Task details: Pull out every line of the records below that contains the word "purse", and copy each one.

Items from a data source
- - - -
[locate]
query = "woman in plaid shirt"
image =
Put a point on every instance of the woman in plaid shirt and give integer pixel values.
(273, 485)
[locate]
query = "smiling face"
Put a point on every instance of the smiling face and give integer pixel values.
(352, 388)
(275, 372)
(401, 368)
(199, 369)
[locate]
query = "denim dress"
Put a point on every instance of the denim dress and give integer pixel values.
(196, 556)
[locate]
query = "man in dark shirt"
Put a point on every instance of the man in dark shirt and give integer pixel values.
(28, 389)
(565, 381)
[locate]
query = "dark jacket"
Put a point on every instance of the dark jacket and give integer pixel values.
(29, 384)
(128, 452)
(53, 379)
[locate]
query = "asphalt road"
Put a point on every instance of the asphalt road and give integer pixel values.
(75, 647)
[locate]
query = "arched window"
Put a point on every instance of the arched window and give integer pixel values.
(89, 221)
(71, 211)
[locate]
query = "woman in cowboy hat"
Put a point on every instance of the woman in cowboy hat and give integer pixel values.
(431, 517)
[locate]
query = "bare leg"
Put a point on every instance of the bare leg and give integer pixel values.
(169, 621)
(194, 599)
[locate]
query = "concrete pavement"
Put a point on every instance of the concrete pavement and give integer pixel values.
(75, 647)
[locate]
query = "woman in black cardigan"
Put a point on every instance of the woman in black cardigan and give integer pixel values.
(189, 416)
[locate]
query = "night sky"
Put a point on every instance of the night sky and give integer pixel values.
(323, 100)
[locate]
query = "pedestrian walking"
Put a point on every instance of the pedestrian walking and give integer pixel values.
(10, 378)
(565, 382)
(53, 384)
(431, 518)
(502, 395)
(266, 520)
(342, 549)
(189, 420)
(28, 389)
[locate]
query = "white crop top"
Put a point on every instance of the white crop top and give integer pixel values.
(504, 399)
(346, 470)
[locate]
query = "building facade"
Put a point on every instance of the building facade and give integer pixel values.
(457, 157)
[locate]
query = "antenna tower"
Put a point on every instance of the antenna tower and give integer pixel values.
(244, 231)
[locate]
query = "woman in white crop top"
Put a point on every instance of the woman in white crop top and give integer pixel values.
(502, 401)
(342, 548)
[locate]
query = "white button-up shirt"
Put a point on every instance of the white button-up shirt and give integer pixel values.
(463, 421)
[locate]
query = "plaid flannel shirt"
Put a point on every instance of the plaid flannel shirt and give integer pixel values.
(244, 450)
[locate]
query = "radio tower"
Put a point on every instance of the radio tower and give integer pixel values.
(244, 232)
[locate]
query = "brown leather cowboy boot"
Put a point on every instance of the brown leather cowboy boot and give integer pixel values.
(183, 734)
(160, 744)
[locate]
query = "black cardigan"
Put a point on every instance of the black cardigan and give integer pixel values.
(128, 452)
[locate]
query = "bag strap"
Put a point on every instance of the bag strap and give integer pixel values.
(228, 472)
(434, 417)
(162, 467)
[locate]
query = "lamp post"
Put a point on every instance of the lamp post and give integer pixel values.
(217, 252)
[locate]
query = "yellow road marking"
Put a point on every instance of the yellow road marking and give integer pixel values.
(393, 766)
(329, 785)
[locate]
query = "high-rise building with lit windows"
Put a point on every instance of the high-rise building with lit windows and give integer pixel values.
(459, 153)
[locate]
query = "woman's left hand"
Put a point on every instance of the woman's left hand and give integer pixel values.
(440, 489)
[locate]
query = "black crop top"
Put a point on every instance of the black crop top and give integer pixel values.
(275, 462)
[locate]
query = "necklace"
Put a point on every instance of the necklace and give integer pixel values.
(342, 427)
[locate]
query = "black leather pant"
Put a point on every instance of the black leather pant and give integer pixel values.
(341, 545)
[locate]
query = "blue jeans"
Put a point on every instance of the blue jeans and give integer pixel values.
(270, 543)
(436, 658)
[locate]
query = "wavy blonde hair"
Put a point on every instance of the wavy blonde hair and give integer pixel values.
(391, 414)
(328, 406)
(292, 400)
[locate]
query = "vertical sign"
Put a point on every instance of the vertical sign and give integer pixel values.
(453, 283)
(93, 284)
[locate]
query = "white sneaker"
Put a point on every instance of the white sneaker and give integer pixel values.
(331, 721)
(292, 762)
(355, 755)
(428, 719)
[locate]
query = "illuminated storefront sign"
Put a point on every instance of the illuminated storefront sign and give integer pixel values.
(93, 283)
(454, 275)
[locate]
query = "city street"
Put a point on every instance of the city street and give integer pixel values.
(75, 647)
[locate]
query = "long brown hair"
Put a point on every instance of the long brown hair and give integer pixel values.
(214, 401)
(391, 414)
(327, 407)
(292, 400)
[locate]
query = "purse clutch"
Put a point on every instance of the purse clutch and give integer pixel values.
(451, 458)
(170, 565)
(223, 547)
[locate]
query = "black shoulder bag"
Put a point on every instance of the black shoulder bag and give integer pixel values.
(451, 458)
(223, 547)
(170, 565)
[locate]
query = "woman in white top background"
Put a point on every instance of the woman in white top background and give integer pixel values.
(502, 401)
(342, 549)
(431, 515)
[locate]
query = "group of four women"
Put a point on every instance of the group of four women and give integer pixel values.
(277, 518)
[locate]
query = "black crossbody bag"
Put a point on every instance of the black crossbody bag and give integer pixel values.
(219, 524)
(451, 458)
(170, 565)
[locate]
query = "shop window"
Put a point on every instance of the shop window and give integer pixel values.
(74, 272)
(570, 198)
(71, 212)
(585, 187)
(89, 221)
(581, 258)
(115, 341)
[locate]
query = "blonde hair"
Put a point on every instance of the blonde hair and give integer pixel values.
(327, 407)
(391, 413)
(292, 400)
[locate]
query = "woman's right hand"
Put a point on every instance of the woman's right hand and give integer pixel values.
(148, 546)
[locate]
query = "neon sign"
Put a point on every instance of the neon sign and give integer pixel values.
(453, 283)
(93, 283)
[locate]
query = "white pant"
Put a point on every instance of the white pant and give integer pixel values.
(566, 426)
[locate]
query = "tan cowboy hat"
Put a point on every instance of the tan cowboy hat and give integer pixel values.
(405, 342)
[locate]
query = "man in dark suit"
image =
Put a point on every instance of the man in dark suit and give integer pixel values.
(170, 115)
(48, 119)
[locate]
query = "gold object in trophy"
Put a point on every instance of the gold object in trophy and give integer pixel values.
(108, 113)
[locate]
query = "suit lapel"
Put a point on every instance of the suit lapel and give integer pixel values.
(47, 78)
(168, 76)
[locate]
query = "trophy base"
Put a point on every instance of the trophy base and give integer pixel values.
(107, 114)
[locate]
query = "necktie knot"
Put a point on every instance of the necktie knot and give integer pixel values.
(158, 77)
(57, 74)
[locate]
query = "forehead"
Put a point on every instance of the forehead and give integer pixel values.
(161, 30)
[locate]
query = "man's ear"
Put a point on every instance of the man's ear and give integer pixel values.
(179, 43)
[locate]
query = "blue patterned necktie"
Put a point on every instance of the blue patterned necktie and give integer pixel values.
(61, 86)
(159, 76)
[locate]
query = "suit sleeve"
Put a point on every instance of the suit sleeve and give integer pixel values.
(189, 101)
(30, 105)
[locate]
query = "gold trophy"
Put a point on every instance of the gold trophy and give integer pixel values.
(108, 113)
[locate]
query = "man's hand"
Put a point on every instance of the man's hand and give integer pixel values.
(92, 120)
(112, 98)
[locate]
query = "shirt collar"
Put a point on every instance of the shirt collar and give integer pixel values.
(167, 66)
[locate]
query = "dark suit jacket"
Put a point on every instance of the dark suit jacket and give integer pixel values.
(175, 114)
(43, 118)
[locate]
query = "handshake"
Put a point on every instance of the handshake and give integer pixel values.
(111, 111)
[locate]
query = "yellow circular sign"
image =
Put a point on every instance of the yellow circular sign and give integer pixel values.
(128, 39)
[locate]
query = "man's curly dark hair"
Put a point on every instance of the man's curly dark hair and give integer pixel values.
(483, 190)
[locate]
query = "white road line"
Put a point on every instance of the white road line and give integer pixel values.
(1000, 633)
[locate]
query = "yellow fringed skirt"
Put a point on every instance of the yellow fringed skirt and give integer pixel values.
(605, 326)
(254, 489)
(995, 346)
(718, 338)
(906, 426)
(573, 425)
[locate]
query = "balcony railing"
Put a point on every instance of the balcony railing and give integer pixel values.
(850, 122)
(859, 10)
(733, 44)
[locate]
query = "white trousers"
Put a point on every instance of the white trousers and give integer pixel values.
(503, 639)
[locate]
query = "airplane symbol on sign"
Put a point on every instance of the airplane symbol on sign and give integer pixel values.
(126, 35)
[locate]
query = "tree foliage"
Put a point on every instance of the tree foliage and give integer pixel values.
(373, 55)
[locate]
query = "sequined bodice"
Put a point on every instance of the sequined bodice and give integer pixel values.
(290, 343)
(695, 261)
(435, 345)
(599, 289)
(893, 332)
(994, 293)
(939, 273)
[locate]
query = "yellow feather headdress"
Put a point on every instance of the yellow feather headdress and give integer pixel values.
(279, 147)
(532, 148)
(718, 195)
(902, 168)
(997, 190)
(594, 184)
- - - -
Solution to this task:
query = "purse clutch"
Put a point on every instance of the purse clutch and give integer pixel values.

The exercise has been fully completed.